**Task material:**
** Begin **
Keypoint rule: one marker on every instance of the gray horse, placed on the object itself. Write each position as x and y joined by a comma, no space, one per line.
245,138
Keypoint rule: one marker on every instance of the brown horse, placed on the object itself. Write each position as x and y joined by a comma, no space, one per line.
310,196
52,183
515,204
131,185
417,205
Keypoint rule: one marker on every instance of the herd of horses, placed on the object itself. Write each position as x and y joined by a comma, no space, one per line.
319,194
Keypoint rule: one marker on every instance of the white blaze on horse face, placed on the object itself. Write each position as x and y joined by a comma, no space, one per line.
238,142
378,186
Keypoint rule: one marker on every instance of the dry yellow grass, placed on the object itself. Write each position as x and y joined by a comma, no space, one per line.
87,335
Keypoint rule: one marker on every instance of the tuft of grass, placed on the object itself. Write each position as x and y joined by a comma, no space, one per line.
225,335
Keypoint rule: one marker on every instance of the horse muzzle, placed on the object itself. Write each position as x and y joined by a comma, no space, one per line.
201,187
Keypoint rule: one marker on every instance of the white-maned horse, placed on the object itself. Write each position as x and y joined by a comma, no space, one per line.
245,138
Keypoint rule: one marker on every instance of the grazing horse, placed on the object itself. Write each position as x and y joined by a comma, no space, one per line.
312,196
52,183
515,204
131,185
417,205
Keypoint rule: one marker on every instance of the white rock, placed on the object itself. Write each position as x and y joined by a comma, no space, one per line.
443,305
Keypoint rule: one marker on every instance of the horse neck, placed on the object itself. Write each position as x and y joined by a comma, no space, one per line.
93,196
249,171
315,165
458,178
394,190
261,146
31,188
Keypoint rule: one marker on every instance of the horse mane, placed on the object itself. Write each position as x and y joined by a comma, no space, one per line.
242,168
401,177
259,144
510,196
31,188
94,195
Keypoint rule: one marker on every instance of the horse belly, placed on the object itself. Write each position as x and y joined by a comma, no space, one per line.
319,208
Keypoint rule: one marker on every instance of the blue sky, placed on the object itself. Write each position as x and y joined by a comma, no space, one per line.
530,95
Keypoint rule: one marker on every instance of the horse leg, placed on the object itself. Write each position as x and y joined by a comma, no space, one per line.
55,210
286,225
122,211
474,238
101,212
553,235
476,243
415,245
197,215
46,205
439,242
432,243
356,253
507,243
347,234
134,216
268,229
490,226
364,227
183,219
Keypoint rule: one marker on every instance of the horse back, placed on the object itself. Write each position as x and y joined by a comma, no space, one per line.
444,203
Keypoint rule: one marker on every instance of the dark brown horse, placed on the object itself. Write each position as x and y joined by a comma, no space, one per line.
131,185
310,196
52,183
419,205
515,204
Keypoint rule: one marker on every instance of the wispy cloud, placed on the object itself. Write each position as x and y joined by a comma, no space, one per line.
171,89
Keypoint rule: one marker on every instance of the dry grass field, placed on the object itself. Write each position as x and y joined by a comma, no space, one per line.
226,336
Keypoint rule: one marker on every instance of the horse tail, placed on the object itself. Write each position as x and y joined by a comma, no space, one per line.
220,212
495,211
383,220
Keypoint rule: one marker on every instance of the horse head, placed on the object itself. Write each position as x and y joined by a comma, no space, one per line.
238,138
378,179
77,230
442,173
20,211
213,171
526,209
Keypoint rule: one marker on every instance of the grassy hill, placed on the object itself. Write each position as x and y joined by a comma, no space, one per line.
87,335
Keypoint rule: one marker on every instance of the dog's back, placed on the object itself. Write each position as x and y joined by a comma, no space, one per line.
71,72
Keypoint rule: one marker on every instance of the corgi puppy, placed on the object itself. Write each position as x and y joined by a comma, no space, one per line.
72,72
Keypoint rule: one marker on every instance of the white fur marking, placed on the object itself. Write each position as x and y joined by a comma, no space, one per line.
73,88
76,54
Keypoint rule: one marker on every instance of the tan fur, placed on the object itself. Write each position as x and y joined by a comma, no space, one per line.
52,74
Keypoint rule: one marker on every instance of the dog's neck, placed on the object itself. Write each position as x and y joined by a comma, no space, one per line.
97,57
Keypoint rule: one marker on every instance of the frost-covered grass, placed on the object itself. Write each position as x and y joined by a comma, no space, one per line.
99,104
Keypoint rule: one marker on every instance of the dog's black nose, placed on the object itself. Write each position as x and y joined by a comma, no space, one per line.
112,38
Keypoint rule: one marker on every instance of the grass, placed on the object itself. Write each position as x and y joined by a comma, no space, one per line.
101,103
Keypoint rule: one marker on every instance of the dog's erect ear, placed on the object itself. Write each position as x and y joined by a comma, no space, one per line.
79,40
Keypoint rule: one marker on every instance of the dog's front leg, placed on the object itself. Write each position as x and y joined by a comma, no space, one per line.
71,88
** End **
**Instructions to follow:**
Copy every line of the material above verbatim, with no changes.

**Result of this exercise:**
Keypoint rule: one marker on every instance of the gray horse, placed on the object itself. Write each position as x and y joined by a comma, no space, one per line.
245,138
Keypoint rule: one marker on every instance of the brown horse, placed on the object itself. Write each position as x and y joined by a comma, no space, one per line.
310,196
52,183
515,204
131,185
417,205
Keypoint rule: one marker on every instance of the herd of horses, placed on the object itself. Write each position as x and y joined by a comma, no space, one per line.
319,194
Keypoint rule: one marker on every instance of the white blaze on horse face, placed on the object itself. Write each position as x and y joined by a comma, no space, one per line.
238,142
378,186
Keypoint rule: one marker on every instance of the dry yellow grass, placed on the object itself. Write each position as x and y joined by a comma, no space, one per line.
87,335
Keypoint rule: one marker on every instance of the tuft of grass, placed on the object itself. Write each position as x and y joined by a comma, no space, one per line.
225,335
Keypoint rule: one marker on every instance of the horse muzzle, placed on the object itself. Write each position as x and y joined by a comma, no space, one per line.
201,187
Keypoint rule: one marker on every instance of the white-maned horse, placed on the object itself. Write each position as x and y joined by a comma, no space, one per line.
245,138
Keypoint rule: one marker on every instance of the grazing horse, placed on the object itself. Write each position as x and y joined by a comma, no space, one per line.
312,196
52,183
515,204
131,185
417,205
Keypoint rule: one marker on every instance of the white rock, placed on the object itself. Write each position as x and y joined by a comma, no space, one per line.
443,305
Keypoint rule: one marker on every instance of the horse neck, placed on the object itself. Write each position as x and y joined by a comma, no space, one per line.
93,196
249,171
315,165
458,178
394,190
261,146
31,188
Keypoint rule: one marker on every instance of the horse mane, placed on the object itself. Write each position as x and y joined by a comma, no space, one per line.
242,168
401,177
259,144
510,196
31,188
94,195
Keypoint rule: one marker on every instance of the horse belly, placed on the object itself. Write each position as x and y joined by a comma, no space, one per line.
319,208
Keypoint rule: one marker on every instance of the blue sky, placed on the object itself. Write each position as x and y joined by a comma, no space, one per line.
530,95
Keypoint rule: one marker on every instance of the horse leg, placed on the object itself. Write each position as x and y joined by a comma, no space, one per line.
55,210
286,225
122,211
474,238
101,212
553,235
476,243
415,245
197,215
46,205
439,242
432,243
356,253
507,243
347,234
134,216
268,229
490,226
364,227
183,219
Keypoint rule: one marker on every instance of the horse back, placed on the object itself. Write each position as x and y joined by a comma, no space, one per line.
444,203
Keypoint rule: one marker on every instance of the dark brown horse, placed on the object itself. Write each position as x and y joined by a comma, no space, one per line.
131,185
310,196
52,183
419,205
515,204
Keypoint rule: one marker on every instance of the wispy cloud, placed on the object itself. Write each position as x and y joined by a comma, no space, one per line.
171,89
Keypoint rule: one marker on every instance of the dry grass field, placed on the object itself. Write each position as x and y joined by a comma, no space, one per line.
226,336
Keypoint rule: one marker on every instance of the horse tail, placed on the object itself. Write each position as x and y joined by a comma, no space, one per line.
220,212
495,211
383,220
Keypoint rule: one marker on every instance of the horse head, placed on the object itself. Write each position as x and y joined by a comma, no space, one per line.
238,138
378,179
77,230
442,173
20,211
213,171
526,209
Keypoint rule: one marker on every instance of the grassy hill, placed on the object itself. Write each position as x and y joined by a comma, no space, one per line.
87,335
Keypoint rule: one marker on every instance of the dog's back, placed on the object itself. Write each position as x and y joined by a comma, no space, one per line.
71,72
Keypoint rule: one marker on every instance of the corgi puppy, placed on the object itself. Write each position as x and y joined by a comma, no space, one per line.
72,72
Keypoint rule: one marker on every instance of the white fur marking, placed on the object itself. Write each position as x and y joined by a comma, no space, one per line.
73,88
76,54
Keypoint rule: one marker on every instance of the tan fur, placed on the object itself. Write each position as x and y joined by a comma, no space, one per line.
52,74
Keypoint rule: one marker on every instance of the dog's neck, placed on the object itself. Write each position as x and y joined by a comma, no space, one per line.
97,57
Keypoint rule: one marker on every instance of the frost-covered grass, placed on the object itself. Write each position as x and y joined by a comma, no space, one per line.
99,104
Keypoint rule: one marker on every instance of the dog's black nose, placed on the object itself. Write each position as x and y joined by a comma, no space, one per line.
112,38
Keypoint rule: one marker on every instance of the grass, placed on the object itself. Write each position as x and y joined by a comma, no space, one per line.
101,103
Keypoint rule: one marker on every instance of the dog's erect ear, placed on the object itself. Write each position as x and y joined by a comma, no space, one per line.
79,40
Keypoint rule: one marker on every instance of the dog's front leg, placed on the object itself. Write each position as x and y joined by a comma, no space, one per line.
71,88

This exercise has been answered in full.